* _WHAT YOU WILL DO_:
Please print every one of the rows below, keeping each line unchanged.

Stored items from a collection:
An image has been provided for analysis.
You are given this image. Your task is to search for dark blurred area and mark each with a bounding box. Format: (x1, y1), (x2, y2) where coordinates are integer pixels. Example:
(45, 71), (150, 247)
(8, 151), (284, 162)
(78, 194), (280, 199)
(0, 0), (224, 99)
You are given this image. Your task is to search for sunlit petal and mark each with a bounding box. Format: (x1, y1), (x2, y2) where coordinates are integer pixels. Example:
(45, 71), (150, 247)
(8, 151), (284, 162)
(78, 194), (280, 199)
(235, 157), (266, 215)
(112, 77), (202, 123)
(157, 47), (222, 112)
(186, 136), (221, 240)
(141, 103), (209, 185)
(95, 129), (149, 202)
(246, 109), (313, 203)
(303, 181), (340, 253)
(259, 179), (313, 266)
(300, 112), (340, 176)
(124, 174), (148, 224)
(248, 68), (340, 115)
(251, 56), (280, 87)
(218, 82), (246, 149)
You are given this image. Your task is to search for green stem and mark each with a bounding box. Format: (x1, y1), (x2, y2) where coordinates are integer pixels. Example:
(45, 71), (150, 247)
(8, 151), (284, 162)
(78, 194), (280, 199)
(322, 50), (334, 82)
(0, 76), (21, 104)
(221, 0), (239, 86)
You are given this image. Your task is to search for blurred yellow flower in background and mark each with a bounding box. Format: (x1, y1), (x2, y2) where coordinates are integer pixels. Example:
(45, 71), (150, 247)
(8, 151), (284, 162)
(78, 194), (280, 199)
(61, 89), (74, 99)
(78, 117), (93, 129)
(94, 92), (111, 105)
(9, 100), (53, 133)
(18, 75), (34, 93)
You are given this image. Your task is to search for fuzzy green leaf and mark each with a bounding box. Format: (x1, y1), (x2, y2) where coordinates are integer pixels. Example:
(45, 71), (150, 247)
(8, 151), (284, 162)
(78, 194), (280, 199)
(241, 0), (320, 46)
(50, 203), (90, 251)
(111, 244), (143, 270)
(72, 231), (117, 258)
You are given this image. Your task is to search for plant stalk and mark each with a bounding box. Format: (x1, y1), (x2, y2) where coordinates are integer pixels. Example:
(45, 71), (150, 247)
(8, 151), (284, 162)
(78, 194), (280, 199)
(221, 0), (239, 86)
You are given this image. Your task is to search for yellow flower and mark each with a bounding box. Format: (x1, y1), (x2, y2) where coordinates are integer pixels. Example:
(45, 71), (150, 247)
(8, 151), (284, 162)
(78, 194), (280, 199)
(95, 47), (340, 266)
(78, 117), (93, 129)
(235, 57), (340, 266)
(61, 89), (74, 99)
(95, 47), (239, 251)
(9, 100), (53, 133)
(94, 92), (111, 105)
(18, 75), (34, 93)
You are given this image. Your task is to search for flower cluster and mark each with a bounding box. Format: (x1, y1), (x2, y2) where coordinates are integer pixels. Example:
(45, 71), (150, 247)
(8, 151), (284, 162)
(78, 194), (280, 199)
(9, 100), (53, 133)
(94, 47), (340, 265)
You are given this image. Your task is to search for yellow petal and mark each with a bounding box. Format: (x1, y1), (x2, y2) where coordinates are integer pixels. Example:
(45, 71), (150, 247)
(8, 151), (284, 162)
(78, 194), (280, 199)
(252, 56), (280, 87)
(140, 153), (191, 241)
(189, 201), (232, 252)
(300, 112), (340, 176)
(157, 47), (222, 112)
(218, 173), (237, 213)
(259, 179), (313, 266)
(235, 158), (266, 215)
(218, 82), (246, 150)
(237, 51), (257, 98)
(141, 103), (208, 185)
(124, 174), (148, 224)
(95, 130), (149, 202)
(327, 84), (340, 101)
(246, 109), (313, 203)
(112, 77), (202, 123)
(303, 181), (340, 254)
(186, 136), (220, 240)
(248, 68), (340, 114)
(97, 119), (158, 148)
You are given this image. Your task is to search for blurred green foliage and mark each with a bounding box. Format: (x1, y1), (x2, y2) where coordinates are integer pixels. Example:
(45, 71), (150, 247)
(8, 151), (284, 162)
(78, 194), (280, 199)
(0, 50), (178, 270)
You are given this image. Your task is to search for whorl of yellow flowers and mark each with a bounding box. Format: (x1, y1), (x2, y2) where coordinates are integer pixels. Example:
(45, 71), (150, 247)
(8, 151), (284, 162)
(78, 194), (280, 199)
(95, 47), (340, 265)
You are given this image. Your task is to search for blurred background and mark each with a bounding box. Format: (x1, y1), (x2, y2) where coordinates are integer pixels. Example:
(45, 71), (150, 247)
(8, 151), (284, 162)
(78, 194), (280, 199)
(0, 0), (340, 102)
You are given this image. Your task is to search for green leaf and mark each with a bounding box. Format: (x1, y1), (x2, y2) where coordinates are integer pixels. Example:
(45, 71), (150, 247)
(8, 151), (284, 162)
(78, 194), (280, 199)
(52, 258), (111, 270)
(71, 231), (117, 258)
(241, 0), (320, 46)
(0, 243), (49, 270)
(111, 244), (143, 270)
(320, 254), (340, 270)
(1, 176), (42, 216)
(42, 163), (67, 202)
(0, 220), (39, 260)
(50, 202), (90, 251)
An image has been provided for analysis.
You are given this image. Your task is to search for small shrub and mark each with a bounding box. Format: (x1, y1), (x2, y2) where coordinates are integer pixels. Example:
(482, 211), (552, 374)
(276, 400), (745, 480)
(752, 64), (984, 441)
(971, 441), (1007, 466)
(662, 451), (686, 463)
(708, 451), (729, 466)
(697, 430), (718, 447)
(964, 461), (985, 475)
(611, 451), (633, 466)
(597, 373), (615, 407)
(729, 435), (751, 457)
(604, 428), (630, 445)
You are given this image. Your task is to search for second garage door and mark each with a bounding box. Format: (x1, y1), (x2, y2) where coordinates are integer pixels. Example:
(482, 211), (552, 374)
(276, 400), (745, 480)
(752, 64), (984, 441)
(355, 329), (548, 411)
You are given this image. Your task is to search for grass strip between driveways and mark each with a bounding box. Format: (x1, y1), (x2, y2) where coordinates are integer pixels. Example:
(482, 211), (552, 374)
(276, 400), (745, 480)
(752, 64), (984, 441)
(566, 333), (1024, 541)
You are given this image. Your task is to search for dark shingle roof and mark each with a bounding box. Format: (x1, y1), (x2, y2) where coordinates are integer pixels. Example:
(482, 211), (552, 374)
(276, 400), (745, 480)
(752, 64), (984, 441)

* _THE RESULT_:
An image has been provided for analysis.
You are given this image. Your task is to search for dark blurred area and mark each with a bounding box. Format: (x1, y1), (x2, y2) where coordinates are integer pixels. Example:
(45, 71), (150, 247)
(8, 151), (284, 162)
(78, 194), (280, 199)
(0, 0), (224, 99)
You are given this image. Your task is to search for sunlit petal and mark each with a bounding box. Format: (x1, y1), (x2, y2) where coordinates are integer pixels. Example:
(45, 71), (150, 247)
(8, 151), (284, 162)
(78, 194), (280, 199)
(235, 157), (266, 215)
(112, 77), (202, 123)
(157, 47), (222, 112)
(186, 136), (221, 240)
(141, 103), (209, 185)
(95, 129), (149, 202)
(246, 109), (313, 203)
(303, 181), (340, 253)
(259, 179), (313, 266)
(300, 112), (340, 176)
(124, 174), (148, 224)
(248, 68), (340, 115)
(251, 56), (280, 87)
(218, 82), (246, 149)
You are given this image. Your task is to search for green stem and mark each with a bounding box. Format: (x1, y1), (x2, y2) where coordinates are integer pixels. Example:
(45, 71), (150, 247)
(8, 151), (284, 162)
(78, 194), (280, 199)
(322, 50), (334, 82)
(0, 76), (21, 104)
(221, 0), (239, 86)
You are given this image. Your task is to search for blurred yellow flower in background and mark each with a bounding box. Format: (x1, y1), (x2, y2) where coordinates are integer pixels. Example:
(45, 71), (150, 247)
(8, 151), (284, 162)
(78, 194), (280, 199)
(61, 89), (74, 99)
(78, 117), (93, 129)
(94, 92), (111, 105)
(9, 100), (53, 133)
(18, 75), (34, 93)
You are given this image. Your task is to search for fuzzy green leaf and mark each with a bounding box. Format: (x1, y1), (x2, y2) where coordinates are integer pixels. Example:
(45, 71), (150, 247)
(8, 151), (284, 162)
(78, 194), (280, 199)
(241, 0), (320, 46)
(50, 203), (90, 251)
(111, 244), (143, 270)
(72, 231), (117, 258)
You are given this image. Your task is to search for plant stalk and mark each with a bounding box. Format: (x1, y1), (x2, y2) where coordinates are integer pixels. Example:
(45, 71), (150, 247)
(8, 151), (284, 162)
(78, 194), (280, 199)
(221, 0), (239, 86)
You are given this image. Your task is to search for yellow flower and mark each with a bounding box. Format: (x1, y1), (x2, y2) where coordinates are integer pixels. Example:
(45, 71), (150, 247)
(8, 151), (284, 162)
(78, 194), (280, 199)
(95, 47), (340, 266)
(78, 117), (93, 129)
(235, 57), (340, 266)
(61, 89), (74, 99)
(95, 47), (239, 251)
(9, 100), (53, 133)
(94, 92), (111, 105)
(18, 75), (34, 93)
You are given this image. Your task is to search for flower cluster and mark each with a bounding box. Format: (x1, y1), (x2, y2) where coordinates are integer pixels. Example:
(45, 71), (150, 247)
(8, 151), (284, 162)
(78, 194), (280, 199)
(9, 100), (53, 133)
(94, 47), (340, 265)
You are given this image. Your task is to search for yellow petal and mark each with a bounding box. Format: (x1, y1), (x2, y2) where coordinates are integer pixels. Example:
(45, 71), (150, 247)
(8, 151), (284, 162)
(78, 194), (280, 199)
(252, 56), (280, 87)
(140, 153), (191, 241)
(189, 201), (232, 252)
(300, 112), (340, 176)
(157, 47), (222, 112)
(218, 173), (237, 213)
(259, 179), (313, 266)
(235, 158), (266, 215)
(218, 82), (246, 150)
(237, 51), (257, 98)
(141, 103), (208, 185)
(124, 174), (148, 224)
(95, 130), (149, 202)
(327, 84), (340, 101)
(246, 109), (313, 203)
(112, 77), (202, 123)
(303, 181), (340, 254)
(186, 136), (220, 240)
(248, 68), (340, 114)
(97, 119), (158, 148)
You are given this image. Your task is to search for blurred green foliage and mark each with a bounding box. Format: (x1, y1), (x2, y2) where coordinates are integer pixels. Example:
(45, 71), (150, 247)
(8, 151), (284, 162)
(78, 194), (280, 199)
(0, 50), (178, 270)
You are given this image. Your task is to search for whorl of yellow flowers and mark each with a bounding box. Format: (x1, y1), (x2, y2) where coordinates are integer pixels. Example:
(45, 71), (150, 247)
(8, 151), (284, 162)
(78, 194), (280, 199)
(95, 47), (340, 265)
You are given this image. Your task is to search for blurred background and mark each with a bounding box. Format: (x1, y1), (x2, y2) where coordinates are integer pixels. Example:
(45, 71), (150, 247)
(8, 151), (284, 162)
(78, 194), (280, 199)
(0, 0), (340, 102)
You are given this image. Your task is to search for green leaf and mark each with a bounding box. Format: (x1, y1), (x2, y2) where coordinates are integer pixels. Example:
(45, 71), (150, 247)
(8, 151), (284, 162)
(78, 194), (280, 199)
(52, 258), (111, 270)
(71, 231), (117, 258)
(241, 0), (320, 46)
(0, 243), (49, 270)
(111, 244), (143, 270)
(320, 254), (340, 270)
(1, 176), (42, 216)
(42, 163), (67, 202)
(0, 220), (39, 260)
(50, 202), (90, 251)
An image has been provided for analysis.
You are given this image. Your task is to search for small shrub and mark each with a bounding box. Format: (x1, y1), (x2, y2) where coordinates are integer pixels. Example:
(482, 211), (552, 374)
(276, 400), (745, 480)
(752, 64), (984, 441)
(971, 441), (1007, 466)
(662, 451), (686, 463)
(708, 451), (729, 466)
(697, 430), (718, 447)
(964, 461), (985, 475)
(611, 451), (633, 466)
(597, 373), (615, 407)
(729, 435), (751, 457)
(604, 428), (630, 445)
You are given this image. Your task is to search for second garage door and mark each with a bounding box. Format: (x1, y1), (x2, y2) where coordinates are integer pixels. Example:
(482, 211), (552, 374)
(276, 400), (745, 480)
(752, 64), (984, 441)
(355, 329), (548, 411)
You are given this image. Your task is to search for grass strip between driveways and mark each with a bounding box. Format: (x1, y1), (x2, y2) where coordinates are integer pixels. Example:
(482, 211), (552, 374)
(276, 400), (745, 480)
(752, 64), (984, 441)
(566, 333), (1024, 541)
You are given this image. Your task is to search for dark shingle roof and mark each with a bounding box. Format: (x1, y1), (x2, y2) where coordinates are integer pixels. Example:
(482, 211), (552, 374)
(276, 400), (745, 480)
(752, 64), (984, 441)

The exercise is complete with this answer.